Your goal: Pictures excluded, copy all of the data below exactly.

** Opening Records for processing block **

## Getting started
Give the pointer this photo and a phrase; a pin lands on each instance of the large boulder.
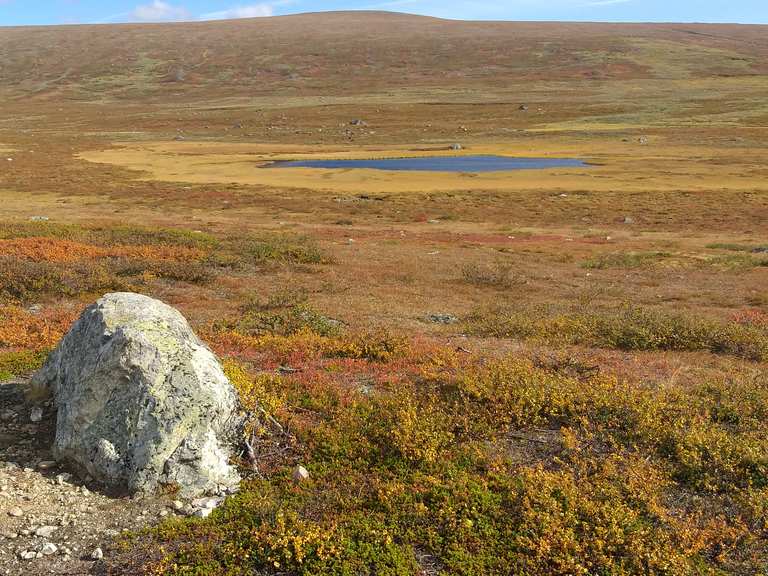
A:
(141, 401)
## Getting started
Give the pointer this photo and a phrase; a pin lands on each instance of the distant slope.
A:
(348, 52)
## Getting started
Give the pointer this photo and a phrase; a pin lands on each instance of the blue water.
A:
(439, 163)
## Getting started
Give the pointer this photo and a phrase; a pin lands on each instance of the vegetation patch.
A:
(427, 463)
(43, 259)
(625, 328)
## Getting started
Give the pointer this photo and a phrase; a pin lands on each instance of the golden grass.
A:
(627, 166)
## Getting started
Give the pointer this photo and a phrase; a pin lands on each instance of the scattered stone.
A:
(63, 478)
(300, 474)
(46, 531)
(157, 404)
(442, 318)
(36, 414)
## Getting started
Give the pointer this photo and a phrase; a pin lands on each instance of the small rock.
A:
(36, 414)
(63, 478)
(45, 531)
(442, 318)
(300, 474)
(202, 512)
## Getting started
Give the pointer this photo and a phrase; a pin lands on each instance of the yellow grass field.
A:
(536, 372)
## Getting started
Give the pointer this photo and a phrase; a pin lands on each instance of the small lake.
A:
(439, 164)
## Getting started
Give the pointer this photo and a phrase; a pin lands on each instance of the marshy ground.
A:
(559, 371)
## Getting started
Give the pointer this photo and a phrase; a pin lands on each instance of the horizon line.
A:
(200, 20)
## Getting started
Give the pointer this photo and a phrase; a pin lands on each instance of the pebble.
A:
(62, 479)
(45, 531)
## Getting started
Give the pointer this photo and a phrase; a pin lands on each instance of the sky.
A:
(25, 12)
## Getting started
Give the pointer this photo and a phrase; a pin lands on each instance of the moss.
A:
(20, 363)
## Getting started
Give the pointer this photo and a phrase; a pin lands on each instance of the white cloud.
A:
(159, 11)
(249, 11)
(606, 2)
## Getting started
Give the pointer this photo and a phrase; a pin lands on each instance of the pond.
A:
(439, 164)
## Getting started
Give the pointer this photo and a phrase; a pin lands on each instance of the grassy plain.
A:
(598, 407)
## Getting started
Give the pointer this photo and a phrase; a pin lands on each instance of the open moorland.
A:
(550, 372)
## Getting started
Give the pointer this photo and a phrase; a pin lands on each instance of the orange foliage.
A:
(63, 251)
(20, 328)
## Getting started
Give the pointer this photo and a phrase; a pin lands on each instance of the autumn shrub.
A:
(625, 328)
(624, 260)
(278, 248)
(499, 274)
(637, 479)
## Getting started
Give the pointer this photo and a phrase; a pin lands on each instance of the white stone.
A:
(45, 531)
(141, 401)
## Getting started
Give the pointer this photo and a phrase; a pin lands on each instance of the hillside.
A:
(357, 52)
(550, 372)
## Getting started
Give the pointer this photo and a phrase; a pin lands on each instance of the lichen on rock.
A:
(141, 401)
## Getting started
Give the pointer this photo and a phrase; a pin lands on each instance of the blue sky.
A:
(15, 12)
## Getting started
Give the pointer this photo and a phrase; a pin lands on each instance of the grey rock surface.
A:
(141, 401)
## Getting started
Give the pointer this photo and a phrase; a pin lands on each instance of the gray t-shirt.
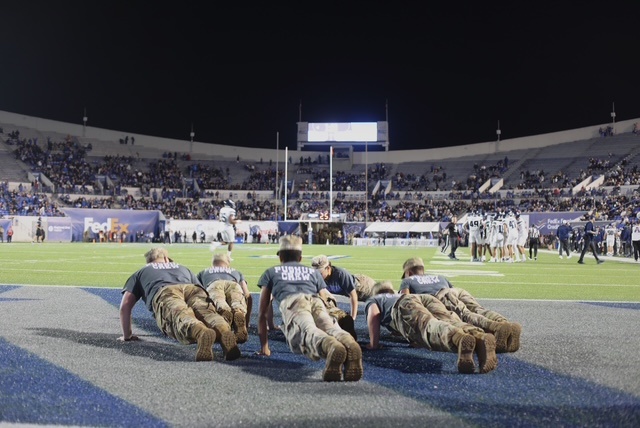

** Closing Records for processing block **

Response:
## Getting started
Give the pointer this photo and a phrase; a pin lands on each instance of the large boulder.
A:
(141, 401)
## Getting started
Give the pointer this photo and a phrase; a pin lands on each instance of the distant slope.
A:
(348, 52)
## Getting started
Give the pointer this photo and a phrase; a pin lands on each instance of the blue water.
A:
(439, 163)
## Getting started
Give the pointer this photo and a phrase; a pin lands on each instance of the vegetation patch.
A:
(427, 463)
(43, 259)
(625, 328)
## Getting started
Give the pointer this photo and a phrase; a pin lands on each instance of the golden grass.
A:
(627, 166)
## Getting started
Give the pointer this photo and a phrase; a pin lands on each instance of the scattered stone.
A:
(63, 478)
(300, 474)
(46, 531)
(157, 404)
(442, 318)
(36, 414)
## Getting started
Give the pointer this photo and a phrase; a pin lands on each instance of the small rock.
A:
(36, 414)
(63, 478)
(45, 531)
(442, 318)
(300, 474)
(202, 512)
## Getting started
Give the pointer this photo and a phrase; a pin lands on each instance of the yellow grass field.
A:
(536, 372)
## Getting started
Give the pointer this photo and a phrase; a pin lands on each instance of the small lake.
A:
(439, 164)
## Getting started
Give the pointer this photo and a phrase; a pin lands on each instance of the marshy ground.
A:
(559, 371)
## Getting started
Give the pointer this photo and a phrase; a pin lands on each instance of the horizon line.
A:
(200, 20)
## Getting started
Give the pointer this photo and a phrase; a pin lands on each instance of the pebble.
A:
(62, 479)
(45, 531)
## Getting started
Give the pointer this photo and a phrase; a pin lands on each instance of the sky.
A:
(25, 12)
## Getting started
Give the pointer this photo and a phrase; a pin lands on each instance of the moss.
A:
(20, 363)
## Getting started
Give the pointer this photo and a phrase; a pin lands on each instance of the white cloud.
A:
(159, 11)
(249, 11)
(606, 2)
## Getting started
Give the pointer this photo and a phrase; a pin lands on each instance of the pond.
A:
(439, 164)
## Getting started
Give the pointer this photo and a phrase; a pin lands on each instance of the grassy plain.
A:
(598, 407)
## Getting started
Give the pointer this photo and a phrase; a pin lands on each instance of the open moorland.
A:
(550, 372)
## Getting started
Give the pointer this photo and a phrase; a pin lands on each instance of the orange foliage.
A:
(63, 251)
(20, 328)
## Getting started
Give the pointer this photo and a phrase; a pin lands on each instance of the autumn shrub.
A:
(625, 328)
(624, 260)
(278, 248)
(499, 274)
(637, 479)
## Getting started
Give the pointer this photo and a phrase; a pin lands on each instance of the white stone.
A:
(45, 531)
(141, 401)
## Getting started
Give the pointer this photo and a phrase; a pin lands on each instance of the hillside.
A:
(357, 52)
(550, 372)
## Getting started
Give the pointer this photo and a phrase; a pin lands on each instance of the lichen on rock.
A:
(141, 401)
## Getting started
Give the pointer this photo and a phrase; a pin lands on each instance of the blue sky.
A:
(15, 12)
## Getting started
Give the pointer this photo and a phrase; a pin lands on each instance of the grey rock surface.
A:
(141, 401)
## Getting started
Give the pointer this photo and a phrase; a pin lands on each instance of the gray t-shirt.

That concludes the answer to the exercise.